[[ Provided material open ]]

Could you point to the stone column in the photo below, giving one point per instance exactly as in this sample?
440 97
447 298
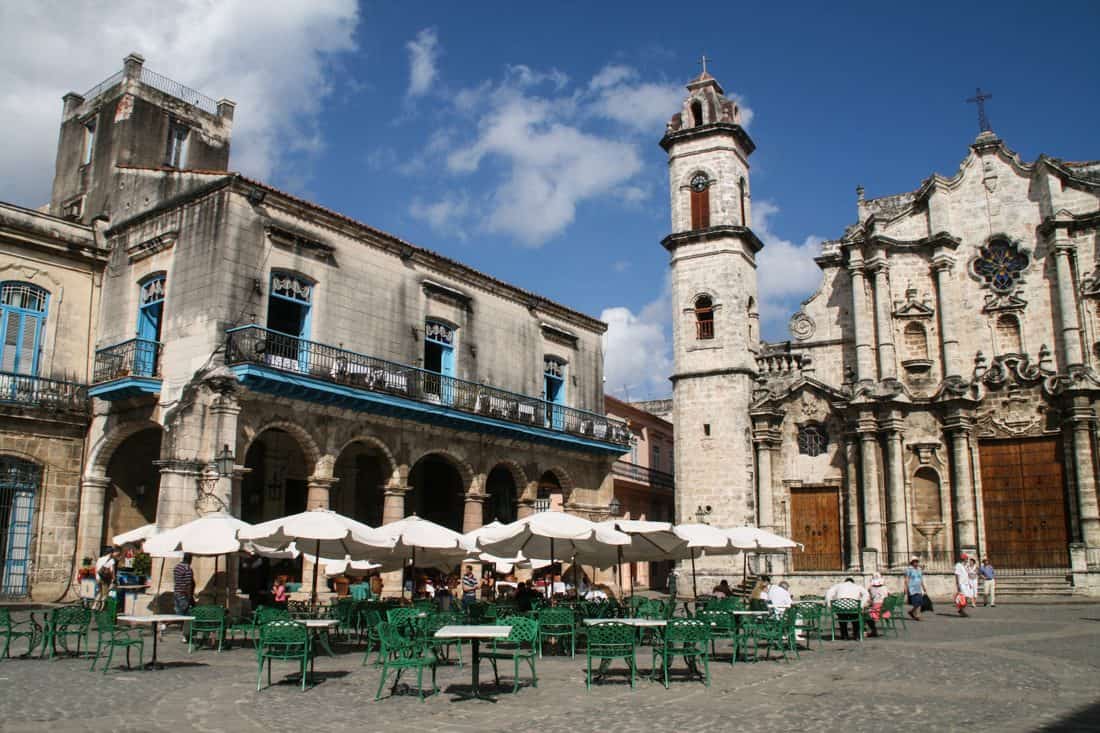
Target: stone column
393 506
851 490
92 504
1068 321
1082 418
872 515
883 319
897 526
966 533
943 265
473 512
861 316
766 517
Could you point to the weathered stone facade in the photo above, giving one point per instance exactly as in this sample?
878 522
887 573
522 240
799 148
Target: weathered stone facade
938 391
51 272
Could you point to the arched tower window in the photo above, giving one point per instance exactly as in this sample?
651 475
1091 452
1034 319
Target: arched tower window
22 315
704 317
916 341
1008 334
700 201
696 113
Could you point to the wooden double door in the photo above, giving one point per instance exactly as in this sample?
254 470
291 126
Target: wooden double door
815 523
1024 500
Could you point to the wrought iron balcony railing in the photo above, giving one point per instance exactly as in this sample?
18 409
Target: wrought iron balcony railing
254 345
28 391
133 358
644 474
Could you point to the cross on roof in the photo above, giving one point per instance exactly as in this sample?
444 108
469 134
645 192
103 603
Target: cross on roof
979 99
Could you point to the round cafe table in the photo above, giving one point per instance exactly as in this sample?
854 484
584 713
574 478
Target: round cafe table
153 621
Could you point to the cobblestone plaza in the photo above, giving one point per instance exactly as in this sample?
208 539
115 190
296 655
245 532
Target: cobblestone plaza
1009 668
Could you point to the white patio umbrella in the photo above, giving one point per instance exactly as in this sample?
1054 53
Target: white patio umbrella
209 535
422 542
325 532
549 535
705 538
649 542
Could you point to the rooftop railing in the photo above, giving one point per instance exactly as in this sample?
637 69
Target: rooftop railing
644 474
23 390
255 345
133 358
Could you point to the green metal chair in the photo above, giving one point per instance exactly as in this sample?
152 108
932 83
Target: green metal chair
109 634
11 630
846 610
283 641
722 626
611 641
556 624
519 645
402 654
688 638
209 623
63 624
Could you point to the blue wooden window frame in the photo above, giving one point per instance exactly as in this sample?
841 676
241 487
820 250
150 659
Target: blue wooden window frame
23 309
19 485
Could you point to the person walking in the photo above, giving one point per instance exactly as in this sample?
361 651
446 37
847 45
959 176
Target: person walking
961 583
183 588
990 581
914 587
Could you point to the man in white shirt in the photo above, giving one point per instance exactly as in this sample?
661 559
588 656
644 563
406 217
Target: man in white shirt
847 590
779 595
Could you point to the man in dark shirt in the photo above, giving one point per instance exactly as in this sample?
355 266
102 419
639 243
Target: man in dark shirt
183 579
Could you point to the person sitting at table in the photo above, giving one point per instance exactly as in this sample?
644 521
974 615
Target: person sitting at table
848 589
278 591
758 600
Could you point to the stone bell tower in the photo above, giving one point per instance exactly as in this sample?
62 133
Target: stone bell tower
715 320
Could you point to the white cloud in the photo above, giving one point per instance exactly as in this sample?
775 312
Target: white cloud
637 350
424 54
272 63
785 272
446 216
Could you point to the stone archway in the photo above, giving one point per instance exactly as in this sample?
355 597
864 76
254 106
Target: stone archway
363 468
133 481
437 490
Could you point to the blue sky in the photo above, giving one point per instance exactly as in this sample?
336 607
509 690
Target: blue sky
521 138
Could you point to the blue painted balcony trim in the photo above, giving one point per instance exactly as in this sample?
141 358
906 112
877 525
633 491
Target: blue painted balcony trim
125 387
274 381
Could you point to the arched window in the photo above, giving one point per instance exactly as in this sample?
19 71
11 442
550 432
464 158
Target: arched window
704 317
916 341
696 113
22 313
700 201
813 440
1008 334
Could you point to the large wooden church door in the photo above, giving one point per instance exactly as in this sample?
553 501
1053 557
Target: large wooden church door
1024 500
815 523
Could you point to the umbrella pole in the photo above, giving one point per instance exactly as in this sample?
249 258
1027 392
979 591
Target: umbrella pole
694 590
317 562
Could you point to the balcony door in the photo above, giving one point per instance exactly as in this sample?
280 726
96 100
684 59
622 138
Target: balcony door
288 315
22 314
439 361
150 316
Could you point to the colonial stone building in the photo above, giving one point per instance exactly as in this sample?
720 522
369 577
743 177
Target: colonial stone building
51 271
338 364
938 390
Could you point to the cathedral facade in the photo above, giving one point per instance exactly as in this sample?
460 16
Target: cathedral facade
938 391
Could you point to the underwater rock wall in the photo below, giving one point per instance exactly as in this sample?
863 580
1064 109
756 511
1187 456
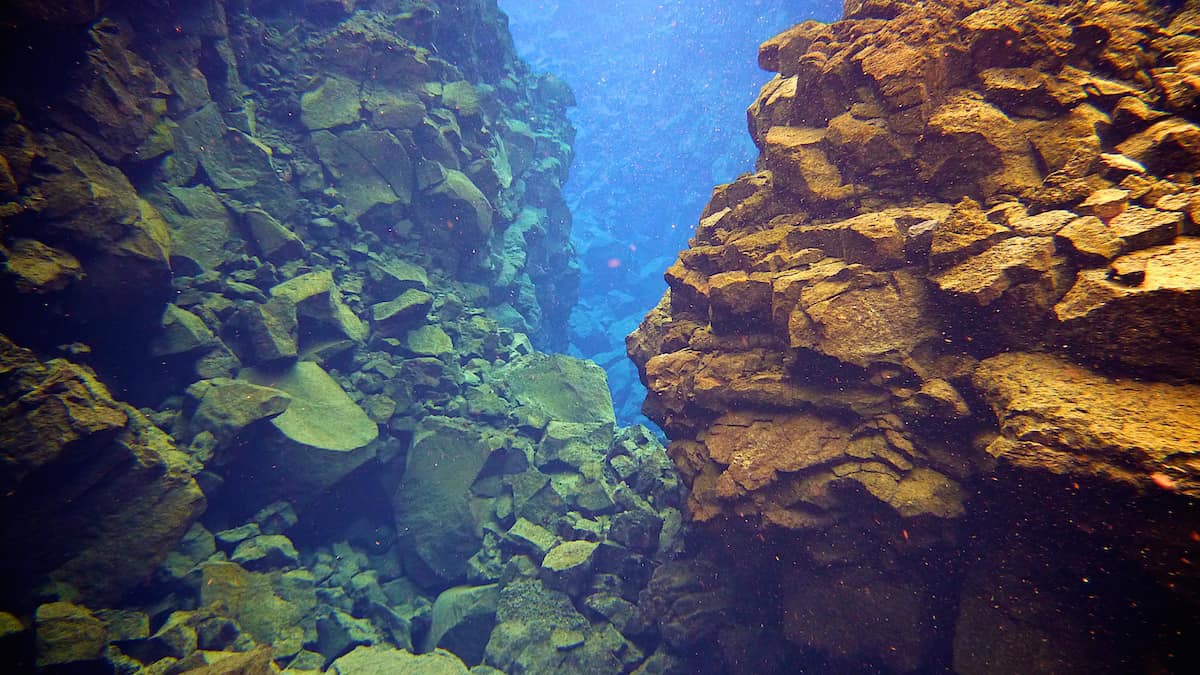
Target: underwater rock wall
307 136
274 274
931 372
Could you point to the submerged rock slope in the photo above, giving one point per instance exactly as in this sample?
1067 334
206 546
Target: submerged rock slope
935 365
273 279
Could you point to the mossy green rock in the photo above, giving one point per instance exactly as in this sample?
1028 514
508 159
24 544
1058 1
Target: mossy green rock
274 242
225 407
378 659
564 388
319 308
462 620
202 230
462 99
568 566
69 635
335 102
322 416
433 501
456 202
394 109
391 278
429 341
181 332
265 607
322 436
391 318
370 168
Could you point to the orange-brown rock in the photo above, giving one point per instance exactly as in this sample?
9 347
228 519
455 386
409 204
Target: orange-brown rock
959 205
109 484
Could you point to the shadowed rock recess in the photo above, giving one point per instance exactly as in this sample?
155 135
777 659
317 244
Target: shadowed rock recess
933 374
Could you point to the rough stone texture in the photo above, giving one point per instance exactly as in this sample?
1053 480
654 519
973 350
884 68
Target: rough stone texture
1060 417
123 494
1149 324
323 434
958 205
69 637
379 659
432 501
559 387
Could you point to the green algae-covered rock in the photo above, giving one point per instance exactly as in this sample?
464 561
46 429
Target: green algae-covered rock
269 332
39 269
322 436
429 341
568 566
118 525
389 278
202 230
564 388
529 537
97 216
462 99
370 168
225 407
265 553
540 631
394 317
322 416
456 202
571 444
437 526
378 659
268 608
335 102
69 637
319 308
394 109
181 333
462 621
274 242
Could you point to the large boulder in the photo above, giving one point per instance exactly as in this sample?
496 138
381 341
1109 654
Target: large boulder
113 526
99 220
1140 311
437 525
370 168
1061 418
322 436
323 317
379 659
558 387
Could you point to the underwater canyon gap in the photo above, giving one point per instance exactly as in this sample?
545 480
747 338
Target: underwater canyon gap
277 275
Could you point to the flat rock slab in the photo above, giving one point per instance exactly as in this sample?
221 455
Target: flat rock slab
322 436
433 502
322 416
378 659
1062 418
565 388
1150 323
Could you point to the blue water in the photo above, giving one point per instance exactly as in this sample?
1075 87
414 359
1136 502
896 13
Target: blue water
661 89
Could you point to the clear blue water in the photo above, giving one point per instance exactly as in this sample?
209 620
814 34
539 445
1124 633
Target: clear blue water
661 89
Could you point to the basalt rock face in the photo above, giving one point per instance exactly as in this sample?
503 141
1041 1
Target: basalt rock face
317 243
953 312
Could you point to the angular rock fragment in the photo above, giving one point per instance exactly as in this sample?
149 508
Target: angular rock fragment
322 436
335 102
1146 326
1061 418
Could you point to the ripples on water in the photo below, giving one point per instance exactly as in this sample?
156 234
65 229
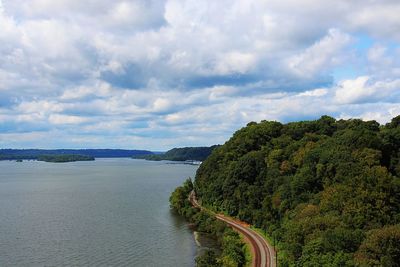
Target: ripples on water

[[ Provided material closed ]]

Try it
Working from the listing, state how many lines include "below". The reply must be that number alone.

Exercise output
3